# DIRECTIONS
Transcribe each entry below exactly. Pictures do not go in the copy.

# Stored data entries
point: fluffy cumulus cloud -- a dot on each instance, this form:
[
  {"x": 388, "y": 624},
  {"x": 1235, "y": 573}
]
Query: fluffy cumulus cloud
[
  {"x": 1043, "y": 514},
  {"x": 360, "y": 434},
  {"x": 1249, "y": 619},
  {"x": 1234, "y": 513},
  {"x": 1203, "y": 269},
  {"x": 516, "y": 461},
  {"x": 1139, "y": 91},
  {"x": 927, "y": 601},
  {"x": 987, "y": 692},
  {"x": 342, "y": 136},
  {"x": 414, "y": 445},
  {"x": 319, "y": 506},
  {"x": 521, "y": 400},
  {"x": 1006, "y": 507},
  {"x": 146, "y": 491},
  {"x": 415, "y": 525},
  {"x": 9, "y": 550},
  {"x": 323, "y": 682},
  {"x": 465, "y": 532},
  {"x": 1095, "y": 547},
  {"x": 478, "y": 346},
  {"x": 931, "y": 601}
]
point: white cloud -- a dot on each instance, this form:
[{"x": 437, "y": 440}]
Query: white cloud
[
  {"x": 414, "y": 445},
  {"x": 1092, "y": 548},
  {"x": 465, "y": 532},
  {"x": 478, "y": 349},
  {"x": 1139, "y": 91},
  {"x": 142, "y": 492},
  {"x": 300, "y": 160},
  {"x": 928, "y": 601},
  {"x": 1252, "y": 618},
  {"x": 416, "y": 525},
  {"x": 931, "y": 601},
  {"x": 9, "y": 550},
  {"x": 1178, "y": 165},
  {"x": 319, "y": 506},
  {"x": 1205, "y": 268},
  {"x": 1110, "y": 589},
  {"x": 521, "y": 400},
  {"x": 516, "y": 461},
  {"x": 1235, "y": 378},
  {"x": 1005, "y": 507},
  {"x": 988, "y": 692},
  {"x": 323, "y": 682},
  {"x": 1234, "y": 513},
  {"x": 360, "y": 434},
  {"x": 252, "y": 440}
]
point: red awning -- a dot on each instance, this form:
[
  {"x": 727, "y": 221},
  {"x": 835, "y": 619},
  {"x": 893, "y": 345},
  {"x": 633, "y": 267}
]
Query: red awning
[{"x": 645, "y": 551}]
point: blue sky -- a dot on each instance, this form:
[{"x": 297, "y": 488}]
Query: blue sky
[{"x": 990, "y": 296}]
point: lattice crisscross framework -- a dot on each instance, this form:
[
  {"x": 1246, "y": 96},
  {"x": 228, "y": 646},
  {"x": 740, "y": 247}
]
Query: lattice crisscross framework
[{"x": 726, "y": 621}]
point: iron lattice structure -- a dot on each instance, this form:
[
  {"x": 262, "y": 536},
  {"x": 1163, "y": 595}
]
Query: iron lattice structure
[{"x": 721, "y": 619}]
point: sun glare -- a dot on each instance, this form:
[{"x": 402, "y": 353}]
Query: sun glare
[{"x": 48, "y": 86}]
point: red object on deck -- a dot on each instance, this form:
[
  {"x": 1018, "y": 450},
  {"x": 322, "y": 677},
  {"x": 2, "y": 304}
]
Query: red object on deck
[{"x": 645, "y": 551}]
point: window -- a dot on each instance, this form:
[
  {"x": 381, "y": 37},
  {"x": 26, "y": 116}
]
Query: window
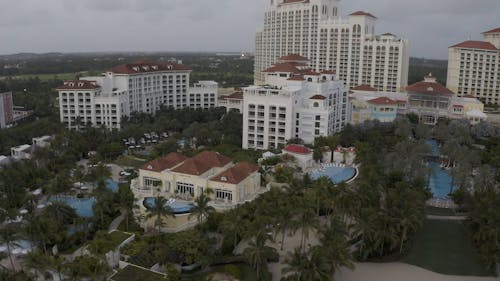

# ANSWER
point: fluffy cumulus cloud -- a dot on each instance, this form:
[
  {"x": 388, "y": 624},
  {"x": 1235, "y": 573}
]
Query: fluffy cumulus cloud
[
  {"x": 1043, "y": 514},
  {"x": 360, "y": 434},
  {"x": 1249, "y": 619},
  {"x": 1234, "y": 513},
  {"x": 1203, "y": 269},
  {"x": 516, "y": 461},
  {"x": 1139, "y": 91},
  {"x": 927, "y": 601},
  {"x": 987, "y": 692},
  {"x": 342, "y": 136},
  {"x": 414, "y": 445},
  {"x": 319, "y": 506},
  {"x": 521, "y": 400},
  {"x": 1006, "y": 507},
  {"x": 146, "y": 491},
  {"x": 415, "y": 525},
  {"x": 9, "y": 550},
  {"x": 323, "y": 682},
  {"x": 465, "y": 532},
  {"x": 1095, "y": 547},
  {"x": 478, "y": 346},
  {"x": 931, "y": 601}
]
point: white cloud -- a dot on each instance, this form:
[{"x": 437, "y": 440}]
Query: white cloud
[
  {"x": 414, "y": 445},
  {"x": 1092, "y": 548},
  {"x": 465, "y": 532},
  {"x": 478, "y": 349},
  {"x": 1139, "y": 91},
  {"x": 142, "y": 492},
  {"x": 300, "y": 160},
  {"x": 928, "y": 601},
  {"x": 1252, "y": 618},
  {"x": 416, "y": 525},
  {"x": 931, "y": 601},
  {"x": 9, "y": 550},
  {"x": 1178, "y": 165},
  {"x": 319, "y": 506},
  {"x": 1205, "y": 268},
  {"x": 1110, "y": 589},
  {"x": 521, "y": 400},
  {"x": 516, "y": 461},
  {"x": 1235, "y": 378},
  {"x": 1005, "y": 507},
  {"x": 988, "y": 692},
  {"x": 323, "y": 682},
  {"x": 1234, "y": 513},
  {"x": 360, "y": 434},
  {"x": 252, "y": 440}
]
point: red awning -- a dot on each instance, this form:
[
  {"x": 727, "y": 221},
  {"x": 835, "y": 619},
  {"x": 893, "y": 345},
  {"x": 633, "y": 267}
]
Query: red awning
[{"x": 645, "y": 551}]
point: blue sky -- a dot on each instance, this form:
[{"x": 297, "y": 488}]
Query: blue sky
[{"x": 990, "y": 296}]
point: lattice crisscross framework -- a dot on each instance, this form:
[
  {"x": 1246, "y": 96},
  {"x": 228, "y": 646},
  {"x": 740, "y": 247}
]
Query: lattice crisscross framework
[{"x": 726, "y": 621}]
point: iron lattice structure -- a dot on each instance, this form:
[
  {"x": 262, "y": 536},
  {"x": 1163, "y": 595}
]
Query: iron lattice structure
[{"x": 721, "y": 619}]
point: sun glare -- a dot on each instance, this form:
[{"x": 402, "y": 353}]
Query: sun glare
[{"x": 48, "y": 86}]
point: red object on deck -- a dot on each instance, this form:
[
  {"x": 1018, "y": 450},
  {"x": 322, "y": 677},
  {"x": 2, "y": 304}
]
Query: red object on deck
[{"x": 645, "y": 551}]
point: window -- a dot on each instance, this form:
[
  {"x": 381, "y": 37},
  {"x": 26, "y": 116}
]
Query: window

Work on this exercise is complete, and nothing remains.